Segment Start: Text under study
Recreational marijuana could be available in November

GRAND RAPIDS, Mich. (WOOD) — It has been nine months since Michigan voters said yes to recreational marijuana use in our state.

So, when will you be able to walk down to the corner market and pick up a bud?

“We’re going to start taking applications Nov. 1. We expect probably to have licenses issued to those who have already been licensed on the medical side in the month of November,” Andrew Brisbo said.

Brisbo could be considered the state’s rule cannabis director or the gonga guru of the Mitten.

But the sign on Brisbo’s office door is a little more formal. He’s the executive director of the Marijuana Regulator Agency.

Brisbo was in Grand Rapids, speaking to the Michigan Association of Broadcasters Summer Advocacy Conference. 

Voters approved the use of recreational marijuana in November 2018.

 The law gave the state a year to figure out rules, regulations and the application process to allow businesses to get in the game.
Segment End: Text under study
Segment Start: Data provided
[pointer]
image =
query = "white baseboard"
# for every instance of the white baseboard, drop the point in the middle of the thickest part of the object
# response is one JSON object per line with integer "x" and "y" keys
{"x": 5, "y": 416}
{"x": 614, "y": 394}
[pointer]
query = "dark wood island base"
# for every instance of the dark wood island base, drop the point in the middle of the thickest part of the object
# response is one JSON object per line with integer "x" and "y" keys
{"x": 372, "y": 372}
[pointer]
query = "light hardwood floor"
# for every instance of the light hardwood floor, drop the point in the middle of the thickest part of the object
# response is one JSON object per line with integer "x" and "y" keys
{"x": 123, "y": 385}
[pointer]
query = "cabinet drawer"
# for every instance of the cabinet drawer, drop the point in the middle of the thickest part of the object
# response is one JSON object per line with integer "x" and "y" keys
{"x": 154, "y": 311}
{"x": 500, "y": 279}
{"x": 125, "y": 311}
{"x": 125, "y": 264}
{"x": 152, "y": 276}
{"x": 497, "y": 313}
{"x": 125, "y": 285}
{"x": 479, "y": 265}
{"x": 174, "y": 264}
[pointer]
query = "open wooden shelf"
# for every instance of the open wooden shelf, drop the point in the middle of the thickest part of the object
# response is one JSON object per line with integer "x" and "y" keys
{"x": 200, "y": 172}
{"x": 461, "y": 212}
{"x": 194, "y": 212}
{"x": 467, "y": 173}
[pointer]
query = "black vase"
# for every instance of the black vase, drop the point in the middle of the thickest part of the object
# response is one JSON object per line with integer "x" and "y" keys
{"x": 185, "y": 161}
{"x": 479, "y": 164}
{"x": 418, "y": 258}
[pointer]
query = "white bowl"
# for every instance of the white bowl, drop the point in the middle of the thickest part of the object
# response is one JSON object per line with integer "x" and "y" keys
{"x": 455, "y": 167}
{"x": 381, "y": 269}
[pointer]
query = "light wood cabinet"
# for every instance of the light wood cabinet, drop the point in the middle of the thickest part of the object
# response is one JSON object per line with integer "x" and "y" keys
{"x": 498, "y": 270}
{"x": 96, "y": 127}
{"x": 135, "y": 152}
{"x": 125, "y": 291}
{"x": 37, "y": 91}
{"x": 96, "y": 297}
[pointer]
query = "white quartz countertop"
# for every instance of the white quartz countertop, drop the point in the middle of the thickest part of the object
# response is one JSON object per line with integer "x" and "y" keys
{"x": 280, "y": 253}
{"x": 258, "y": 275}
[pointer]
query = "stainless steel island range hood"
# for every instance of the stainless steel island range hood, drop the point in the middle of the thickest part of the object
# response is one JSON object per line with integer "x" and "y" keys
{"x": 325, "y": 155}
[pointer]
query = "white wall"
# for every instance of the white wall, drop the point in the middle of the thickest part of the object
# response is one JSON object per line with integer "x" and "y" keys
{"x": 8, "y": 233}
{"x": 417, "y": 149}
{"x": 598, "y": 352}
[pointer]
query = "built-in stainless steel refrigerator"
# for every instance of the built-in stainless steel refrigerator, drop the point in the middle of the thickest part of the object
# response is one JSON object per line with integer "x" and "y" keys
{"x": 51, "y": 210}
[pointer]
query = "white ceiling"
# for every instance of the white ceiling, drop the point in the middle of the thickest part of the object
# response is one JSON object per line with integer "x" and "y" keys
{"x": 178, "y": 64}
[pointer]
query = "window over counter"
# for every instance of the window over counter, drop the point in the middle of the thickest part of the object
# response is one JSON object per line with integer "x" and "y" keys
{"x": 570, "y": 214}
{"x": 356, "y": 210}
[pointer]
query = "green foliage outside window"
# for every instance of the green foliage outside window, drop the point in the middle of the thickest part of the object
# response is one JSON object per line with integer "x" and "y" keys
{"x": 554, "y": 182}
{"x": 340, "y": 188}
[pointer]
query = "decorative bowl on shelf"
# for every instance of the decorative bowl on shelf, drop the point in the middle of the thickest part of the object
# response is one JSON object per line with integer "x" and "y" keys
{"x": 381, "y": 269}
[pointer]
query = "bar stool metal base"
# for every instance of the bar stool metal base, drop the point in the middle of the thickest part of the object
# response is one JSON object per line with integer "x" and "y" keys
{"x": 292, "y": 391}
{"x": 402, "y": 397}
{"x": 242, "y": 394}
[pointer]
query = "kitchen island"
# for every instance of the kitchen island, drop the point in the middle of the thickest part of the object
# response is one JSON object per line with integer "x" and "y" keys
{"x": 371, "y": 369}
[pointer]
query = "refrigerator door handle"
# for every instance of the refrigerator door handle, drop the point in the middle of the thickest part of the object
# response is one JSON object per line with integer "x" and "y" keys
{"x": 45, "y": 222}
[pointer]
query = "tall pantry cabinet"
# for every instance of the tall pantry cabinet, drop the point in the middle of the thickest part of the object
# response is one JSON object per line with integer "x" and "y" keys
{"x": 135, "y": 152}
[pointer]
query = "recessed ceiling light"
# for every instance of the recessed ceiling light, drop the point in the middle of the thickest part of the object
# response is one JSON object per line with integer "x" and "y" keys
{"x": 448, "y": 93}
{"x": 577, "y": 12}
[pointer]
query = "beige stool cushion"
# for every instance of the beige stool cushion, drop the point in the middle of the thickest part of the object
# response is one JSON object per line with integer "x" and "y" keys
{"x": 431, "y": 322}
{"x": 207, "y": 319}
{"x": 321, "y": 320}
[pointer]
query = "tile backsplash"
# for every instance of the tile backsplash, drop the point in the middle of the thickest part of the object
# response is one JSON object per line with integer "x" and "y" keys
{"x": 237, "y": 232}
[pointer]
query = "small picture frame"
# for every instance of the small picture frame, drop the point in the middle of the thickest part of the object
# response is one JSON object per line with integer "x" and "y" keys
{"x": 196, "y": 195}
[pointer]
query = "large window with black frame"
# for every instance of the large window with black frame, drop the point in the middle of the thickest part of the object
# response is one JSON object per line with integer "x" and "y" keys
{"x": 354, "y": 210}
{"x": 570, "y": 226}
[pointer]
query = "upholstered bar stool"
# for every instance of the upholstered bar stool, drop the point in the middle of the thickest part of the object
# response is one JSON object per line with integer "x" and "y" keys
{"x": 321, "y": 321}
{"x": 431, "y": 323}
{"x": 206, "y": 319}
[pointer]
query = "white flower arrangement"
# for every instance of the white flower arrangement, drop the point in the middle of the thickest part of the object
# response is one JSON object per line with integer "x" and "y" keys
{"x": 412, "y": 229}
Segment End: Data provided
▶ [Your tasks]
[a] Answer these about the recreational marijuana article:
(i) On what date does the state plan to start taking applications?
(ii) What is Andrew Brisbo's formal title?
(iii) In what month and year did voters approve recreational marijuana use?
[b] Please write out everything in the recreational marijuana article from "So, when will" down to "in the game.".
[c] Extend the recreational marijuana article past its last sentence.

▶ [Outputs for the tasks]
[a]
(i) Nov. 1
(ii) Executive director of the Marijuana Regulator Agency
(iii) November 2018

[b]
So, when will you be able to walk down to the corner market and pick up a bud?

“We’re going to start taking applications Nov. 1. We expect probably to have licenses issued to those who have already been licensed on the medical side in the month of November,” Andrew Brisbo said.

Brisbo could be considered the state’s rule cannabis director or the gonga guru of the Mitten.

But the sign on Brisbo’s office door is a little more formal. He’s the executive director of the Marijuana Regulator Agency.

Brisbo was in Grand Rapids, speaking to the Michigan Association of Broadcasters Summer Advocacy Conference. 

Voters approved the use of recreational marijuana in November 2018.

 The law gave the state a year to figure out rules, regulations and the application process to allow businesses to get in the game.

[c]
Brisbo says it’s been a challenge to come up with ways to regulate something that used to be illegal.

While more and more states are allowing recreational marijuana, there aren’t many past lessons to rely on.

“We can look at what other states have done when we set up Michigan’s program. But other states are dealing with it as a brand-new issue as well,” Brisbo said.

And it’s not just developing the regulatory process at the state level.

Other issues include where marijuana-related businesses can put their earnings. 

The feds still consider marijuana an illegal drug.

Therefore,banks and other financial institutions providing banking services to marijuana businesses could be considered as engaging in money laundering.

Federal regulators have given some guidance to financial institutions on how they can engage with the industry.

Michigan is the country’s second-biggest medical marijuana market in the country, behind California.

“Being the first state in the Midwest to have legalized adult use, we expect it to be a tourist destination,” Brisbo said.